● **Extract to read**
^^^^^^^^

Tuesday, May 8, 2012

The Antibiotic Dance

Catherine has fought urinary tract infections her entire life, even before we realized she was suffering from them.  The only signs we get are quickly spiked fevers and severe lethargy.  In January she got a serious UTI the week after her major bladder surgery.  She was hospitalized for a week and was in pretty bad shape for the several days.  It was quite scary.

Last week, on Robby's birthday, she suffered another UTI.  She was fine all morning, active and playing. At lunch she seemed a little sleepy.  By 1:30 p.m. she was unable to hold her head up and was burning hot. We were at a Preschool Music Class at Camp Sunshine. 

I took her to the emergency room, where she had a 102.1 fever.  Fortunately, her fever responded quickly to medicine and they gave her a broad spectrum antibiotic through an IV.  They took a urine culture and we met with the on-call urologist.  He told us that every person who is catheterized regularly will always have bacteria in their bladder and urine.  These are called "colonized bacteria" and are fine, until such time as her body cannot fight them. 

When the bacteria grow too strong, she will exhibit other signs of an infection, like a fever or lethargy.  He said that no matter how clean we are, every single person who is regularly catheterized has bacteria at all times and continuously battles UTI's.

^^^^^^^^

● **Material supplied**
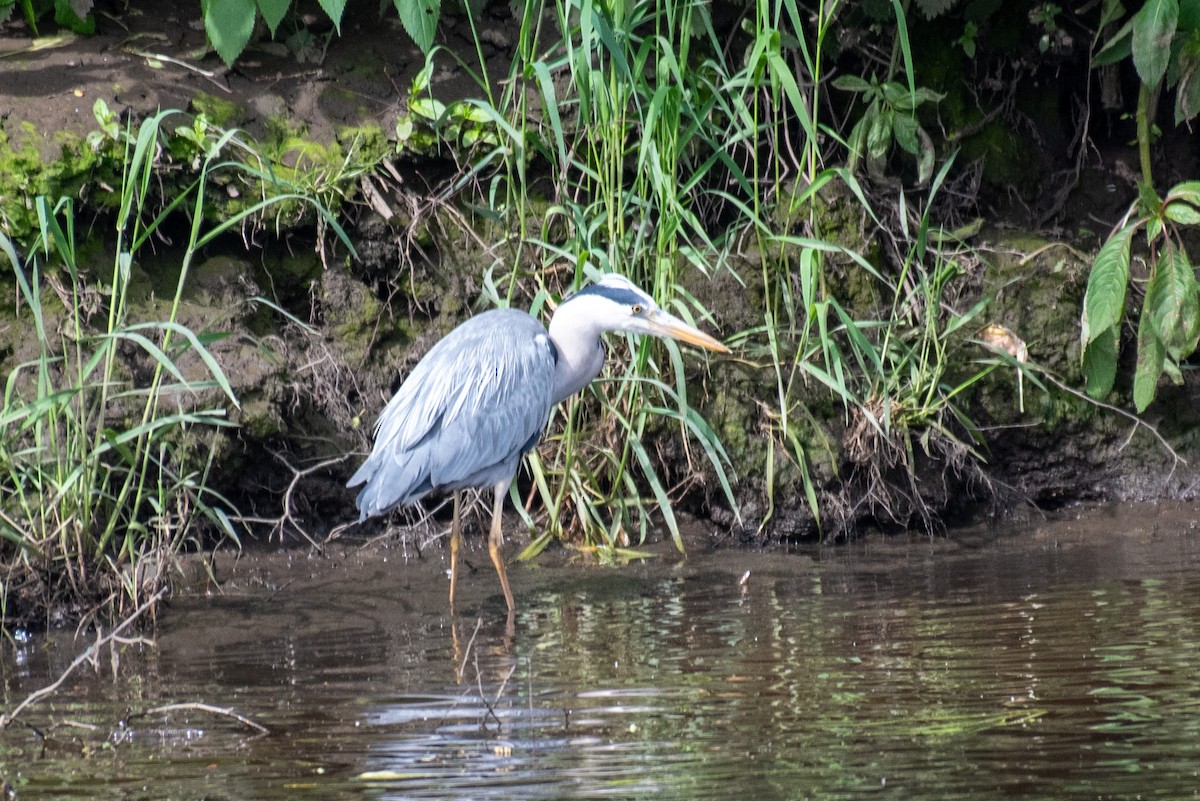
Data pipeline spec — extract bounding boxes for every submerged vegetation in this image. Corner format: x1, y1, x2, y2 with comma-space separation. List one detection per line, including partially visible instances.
0, 0, 1200, 621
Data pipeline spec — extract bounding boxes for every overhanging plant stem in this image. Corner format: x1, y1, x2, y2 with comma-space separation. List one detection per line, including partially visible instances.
1136, 83, 1157, 189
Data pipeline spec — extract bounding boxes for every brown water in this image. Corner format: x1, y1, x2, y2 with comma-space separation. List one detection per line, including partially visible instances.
0, 506, 1200, 801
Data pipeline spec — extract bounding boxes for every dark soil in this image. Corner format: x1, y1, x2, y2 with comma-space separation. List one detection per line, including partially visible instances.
0, 0, 455, 156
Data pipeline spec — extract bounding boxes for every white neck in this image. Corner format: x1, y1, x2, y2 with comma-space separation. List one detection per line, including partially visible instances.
550, 297, 605, 405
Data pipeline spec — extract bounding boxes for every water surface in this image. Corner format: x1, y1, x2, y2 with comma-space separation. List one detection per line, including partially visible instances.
0, 506, 1200, 801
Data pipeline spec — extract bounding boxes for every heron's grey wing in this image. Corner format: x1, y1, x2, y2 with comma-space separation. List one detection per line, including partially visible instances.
350, 309, 554, 517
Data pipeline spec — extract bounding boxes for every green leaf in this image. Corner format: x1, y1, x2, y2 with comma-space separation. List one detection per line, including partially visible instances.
1142, 247, 1200, 362
1084, 326, 1120, 399
317, 0, 346, 34
892, 114, 919, 156
204, 0, 258, 65
1133, 0, 1180, 88
866, 109, 892, 161
54, 0, 96, 36
1082, 223, 1138, 345
1133, 303, 1166, 411
1175, 48, 1200, 126
1092, 12, 1133, 67
1166, 181, 1200, 206
392, 0, 442, 55
1163, 200, 1200, 225
258, 0, 292, 36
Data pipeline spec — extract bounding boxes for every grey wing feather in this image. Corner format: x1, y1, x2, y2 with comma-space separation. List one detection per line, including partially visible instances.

^^^^^^^^

● **Task A**
In the post about Catherine's urinary tract infections, what fever did she have at the emergency room?
● **Task B**
Write the next part of the post about Catherine's urinary tract infections, picking up after its last sentence.
The entries have nothing to do with the post about Catherine's urinary tract infections.

● **Exercise result A**
102.1

● **Exercise result B**
A few days later we met with our regular urologist, who decided that she had become resistant to too many bacteria and referred us to an infectious disease specialist. It used to scare me when a specialist refers us to another specialist.  I always took that as a sign that the situation was pretty serious.  But now I am grateful when a doctor basically admits that the situation is beyond his/her scope of knowledge and ability and wants to Catherine to get more specialized care.  It wasn't much of a surprise either, because we were well aware of the fact that Catherine's little body could not fight all these infections on its own.  We knew that we needed a better solution, a more preventive solution.  So, we met with an "infectious disease specialist" today.

The infectious disease specialist is starting us on a rotation of prophylactic antibiotics.  We will alternate between two different ones, using one for seven days, then switching.  If this works, that is all we will do.

If she continues to get UTI's with the rotational system, then we will do daily bladder cleanses.  This is a more targeted, stronger solution.  Apparently we would make a mixture of water and a powdered antibiotic.  Then we would empty her bladder of urine and inject this solution into her bladder.  We would wait ten minutes and then withdraw the solution back out, which would mean we are sucking out all the bacteria with the solution. 

I asked why we didn't just switch to the strongest solution first.  The doctor said that her body contains bacteria which is trying to grow.  It will mutate inside her body as it needs to in order to survive.  If it has a minor antibiotic to fight against, it will mutate a little.  If it has a major antibiotic to fight against, it will mutate a lot.  Then, when it finally "wins" and infects her whole body, it will be much more difficult to treat.

We have never rotated antibiotics with her, so I am hopeful that this will work.  I am also grateful to know that there are other solutions available should we need them.  We have also invested (and I mean invested!) in some bottles of surgical prep soap.  We have to reuse her overnight catheters because our insurance will not give us thirty a month.  We are trying to get more, but until then we have to wash them and reuse them.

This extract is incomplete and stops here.